**PASSAGE PROVIDED:**
## begin

Here’s the killer reason why bankruptcy alone protects you from a serious tax consequence down the road.

Debt forgiven outside of bankruptcy gets deducted from the basis of your home.   Result:  more potentially taxable capital gains on sale.

Here’s the backstory and the low down on the exception to the exception that protects your home from a tax hit in the future.

Tax consequences of forgiven debt

When choosing between bankruptcy and settling your debts outside of the bankruptcy court, an advantage to bankruptcy has always been the favorable tax treatment of forgiven debt.

Debt forgiven or cancelled in bankruptcy is not added to taxable income. IRC 108

You may receive a 1099 form showing the forgiven debt, but by filing Form 982, you claim your right to exclude the forgiven debt from your income.

By contrast, make a deal with your creditors to take, say,  1/3 of what you owe in full settlement, and Uncle Sam treats the 2/3 of the debt that was cancelled as if you received it as income.  Taxable income. Ouch!

Insolvency is another way around including cancelled debt in taxable income for the year it’s forgiven.  If you are insolvent (your debts exceed your assets), then you don’t have to include cancelled debt in your taxable income.  Again, you file Form 982 and demonstrate insolvency.

Just like the bankruptcy exception.

BUT, both methods of avoiding an immediate tax consequence require that you reduce tax attributes like basis by the amount of the forgiven debt.

So, there’s no immediate tax hit, but your basis in your assets (usually, purchase price and cost of improvements less depreciation) shrinks by the amount of debt cancelled.

## end

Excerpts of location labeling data
## begin

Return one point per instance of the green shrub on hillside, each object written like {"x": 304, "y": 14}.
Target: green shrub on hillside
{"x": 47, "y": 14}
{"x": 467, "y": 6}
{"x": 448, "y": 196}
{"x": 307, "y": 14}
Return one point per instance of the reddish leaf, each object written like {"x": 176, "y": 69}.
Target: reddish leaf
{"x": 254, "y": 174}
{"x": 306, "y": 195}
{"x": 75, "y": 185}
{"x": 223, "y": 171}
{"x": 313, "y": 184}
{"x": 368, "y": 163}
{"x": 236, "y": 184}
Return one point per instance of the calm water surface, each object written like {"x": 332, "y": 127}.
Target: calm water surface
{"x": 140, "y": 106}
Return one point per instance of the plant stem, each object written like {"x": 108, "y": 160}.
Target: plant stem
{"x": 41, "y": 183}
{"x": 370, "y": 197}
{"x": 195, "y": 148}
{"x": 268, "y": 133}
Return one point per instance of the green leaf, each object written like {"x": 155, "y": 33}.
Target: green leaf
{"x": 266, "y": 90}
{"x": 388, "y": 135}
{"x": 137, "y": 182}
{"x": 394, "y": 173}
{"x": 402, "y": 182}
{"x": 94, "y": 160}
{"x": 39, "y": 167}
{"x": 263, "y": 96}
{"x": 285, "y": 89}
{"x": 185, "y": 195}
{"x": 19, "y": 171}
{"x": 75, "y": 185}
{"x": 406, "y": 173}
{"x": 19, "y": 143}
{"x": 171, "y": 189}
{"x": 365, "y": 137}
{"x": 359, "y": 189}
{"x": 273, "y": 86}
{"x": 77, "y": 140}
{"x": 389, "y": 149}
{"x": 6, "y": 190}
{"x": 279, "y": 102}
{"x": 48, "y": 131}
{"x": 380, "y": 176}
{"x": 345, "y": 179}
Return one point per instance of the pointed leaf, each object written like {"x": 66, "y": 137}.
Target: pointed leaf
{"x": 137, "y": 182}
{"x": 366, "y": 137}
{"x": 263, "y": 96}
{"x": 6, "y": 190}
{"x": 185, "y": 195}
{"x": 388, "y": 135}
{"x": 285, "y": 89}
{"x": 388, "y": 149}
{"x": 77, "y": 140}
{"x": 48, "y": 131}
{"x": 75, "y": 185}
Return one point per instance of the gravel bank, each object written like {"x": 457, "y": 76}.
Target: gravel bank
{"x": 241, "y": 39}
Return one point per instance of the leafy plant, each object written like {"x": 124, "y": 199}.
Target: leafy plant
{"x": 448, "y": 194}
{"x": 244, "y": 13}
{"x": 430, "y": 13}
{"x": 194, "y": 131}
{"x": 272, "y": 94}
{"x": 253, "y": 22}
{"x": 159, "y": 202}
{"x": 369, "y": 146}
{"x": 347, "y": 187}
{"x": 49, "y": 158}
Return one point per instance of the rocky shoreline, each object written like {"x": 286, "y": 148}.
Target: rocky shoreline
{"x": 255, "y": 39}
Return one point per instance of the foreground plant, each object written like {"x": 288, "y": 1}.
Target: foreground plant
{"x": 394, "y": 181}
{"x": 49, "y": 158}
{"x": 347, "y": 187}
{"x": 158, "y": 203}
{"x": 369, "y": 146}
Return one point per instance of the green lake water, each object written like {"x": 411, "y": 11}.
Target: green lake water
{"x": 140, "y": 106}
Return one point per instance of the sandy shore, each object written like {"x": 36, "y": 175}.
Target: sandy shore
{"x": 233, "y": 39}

## end

**STATED GOAL 1:**
According to the article on forgiven debt, why can settling debts outside bankruptcy lead to more potentially taxable capital gains when the home is sold? Answer in one to three sentences.
**STATED GOAL 2:**
Pick up the article on forgiven debt after its last sentence and keep writing.

**WRITTEN REPLY 1:**
Debt forgiven outside of bankruptcy is deducted from the basis of the home. The result is more potentially taxable capital gains on sale.

**WRITTEN REPLY 2:**
Why basis is important

Your basis in your assets becomes critical when you sell.

The biggest asset affected is real estate.  (Much to many people’s surprise, the tax code no longer provides for a tax free rollover of gain on a principal residence.)  Your taxable gain is, roughly, the difference between the sales price and your basis in the house.

After an exclusion of gain if the property is your principal residence, the balance of the gain is taxable.

So the immediate tax relief of not recognizing cancelled debt in income is off set by a sort of recapture on sale of appreciated assets.

Special bankruptcy tax rule for homes

But wait! Wait!  There’s an exception to the reduction of basis rule that shields your principal residence if claimed exempt in bankruptcy.

Discharge debt in bankruptcy, rather than by settlement with the creditor, and claim an exemption in your property, even if it had no equity when you filed, and your basis in your home is unaffected by the reduction in tax attributes.  IRC 1017(c),

So, when you consider your alternatives for getting yourself out of debt, homeowners need to look beyond this year’s tax return to the point at which they may sell their house.

Get professional tax advice if the reduction of tax attributes when cancelled debt income is excluded from income affects you.

More on cancellation of debt issues

Your 1099 may be wrong

Tax issues when you settle guarantor liability

 

Image courtesy of Flickr and Antony Theobald.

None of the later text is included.